**GIVEN PASSAGE:**
I can even take the fact that he thinks bananas are real food and he drowns his coffee in sugar and milk - and basically flat out refuses to eat a solitary molecule of fat on his steak and would rather cut his own arm off than eat something spicy like I do.

Fine.

Oh my God, but don't you ever disrespect Aretha Franklin in my presence again.

DON'T EVEN THINK IT IN YOUR HEAD!
Matter of fact, take out 'in my presence' from that sentence.

I had to bite the inside of my cheek to keep from saying all the things that were immediately at the forefront.

We're talking about Aretha 'Queen of Soul' Franklin here! Go say 150 Hail Mary's and 50 Our Father's for even letting those words fly out of your mouth!

He's sorry, Aretha!
He knows not of which he speaks!
For his transgressions, we pray at your alter of talent.


You've have to be out of your ever lovin' mind to get up on stage and sing ANYTHING with Aretha. Her voice is so utterly RICH.

.. and she's something like 56 or so in that video... imagine her when she was PRIME.... though, talent like THAT... NEVER dies...


Oh my God, and I so would NOT fuck with Aretha either. Whatever guy she's talking about was either awful brave or incredibly stupid.


Yeah, you heard that right... R E S P E C T...


Grant apologizes, Aretha... he wasn't THINKING like you said...


Seriously, don't get up on stage and sing next to this woman. When she opens her mouth, just shut up.


Gracious on top of it.


Say a Little Prayer for him, Aretha...and if that's not enough, Aretha... I'm totally willing to smack him for you...on his behalf... I'M SORRY!


Tuesday, April 14, 2009

since last wednesday

Even though she doesn't even read this, nor does my SO, Grant - this is what's been going on for the last few days:

Grant's mother has come to visit us - and really, she's been a Godsend. I've only met her a few times in the last year, since Grant and I were dating from a distance of 400 miles.

We have, however, known each other for 25 years. We dated back when we were 15 years old, ironically.

Grant decided to move to where I am in New York, a few months ago, at the beginning of February.

This is his mother's first trip here and I'm so glad she made it.

Aside from having this lovely ruptured disk in my back, which she has been very sympathetic about - she's been a lot of fun.

I've been able to spend a decent amount of time with her without Grant being around, so we could really talk.

We spent roughly ten hours straight together yesterday.

We shared stories and thoughts and feelings and it's been truly refreshing. There is nothing that I've found to date, that either of us has said - that the other didn't understand without further explanation.

**INPUT DATA:**
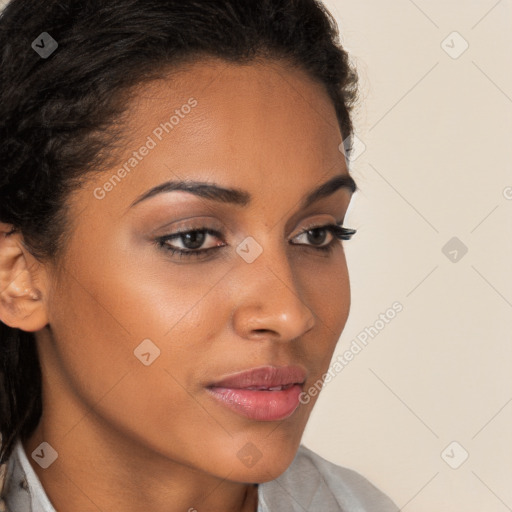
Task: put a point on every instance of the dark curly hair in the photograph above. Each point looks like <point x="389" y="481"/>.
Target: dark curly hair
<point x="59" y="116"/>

...

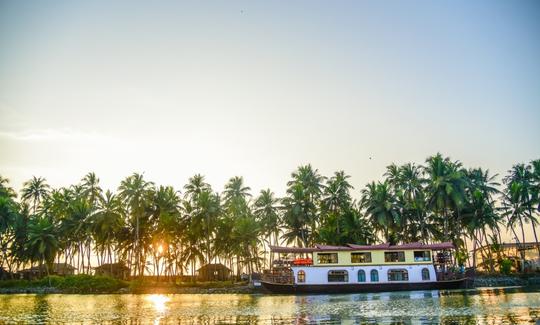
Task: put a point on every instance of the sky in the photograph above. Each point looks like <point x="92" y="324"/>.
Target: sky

* * *

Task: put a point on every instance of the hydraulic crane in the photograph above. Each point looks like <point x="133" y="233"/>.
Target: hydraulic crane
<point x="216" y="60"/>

**QUESTIONS:**
a) Copy everything in the blog post from "since last wednesday" down to "years old, ironically.", renaming "Godsend" as "blessing".
b) Write what comes next in the blog post, picking up after its final sentence.
The listing has no connection to the blog post.

**ANSWERS BY TASK:**
a)
since last wednesday

Even though she doesn't even read this, nor does my SO, Grant - this is what's been going on for the last few days:

Grant's mother has come to visit us - and really, she's been a blessing. I've only met her a few times in the last year, since Grant and I were dating from a distance of 400 miles.

We have, however, known each other for 25 years. We dated back when we were 15 years old, ironically.

b)
I think I'm going to try to con her into staying another week.

---

My daughter came home all excited last weekend because her best friend's cat - had kittens. She went on and on and on about it until I just looked at her and said, "do you want one of the kittens?"

That was met with an immediate, "YES!"

I have no earthly idea what the hell made me ask that...
I need a cat like I need a hole in the head.

The kittens are only three weeks old. Not old enough to take from their mother yet, but it looks like we'll be proud owners of a baby kitten in a few more weeks.

The one she picked out originally has been promised to someone else. So her second choice is a greyish colored cat with bits of white splashed on her.

She and Grant have come up with ever conceivable idiotic name they can think of to come to me and ask if they could use on the new kitten...........all of which the answer has been a resounding, "No!"

So, we're having naming issues already.

Seriously, "BS" or "Ball Sac" is NOT an appropriate name for any cat.

What in the hell is wrong with those people?

I kid you, not - I spend approximately 25% of my life with a particular look on my face while my mouth is forming the single word, "Why....."

Really...who even utters those words in a full and complete sentence with a straight face. They must have practiced it for ten minutes before they came to me with it.

I swear they do it just to see the look on my face...

They fuel each other and use their powers against me just to try to figure out which thing is going to finally make me snap.

I want it noted for the record that I'm not above having both of them restrained and committed. Something I remind them of at least once a week.